ASSIGNMENT: Would you please copy exactly the line with "emit = xml-attr" and all lines that follow it in the data below, through the last one?

INFORMATION:
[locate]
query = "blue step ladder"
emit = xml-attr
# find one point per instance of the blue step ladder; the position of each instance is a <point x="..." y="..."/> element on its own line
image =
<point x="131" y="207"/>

WRITTEN SOLUTION:
emit = xml-attr
# find one point per instance of the blue step ladder; the position of each instance is a <point x="..." y="..."/> element on its own line
image =
<point x="131" y="207"/>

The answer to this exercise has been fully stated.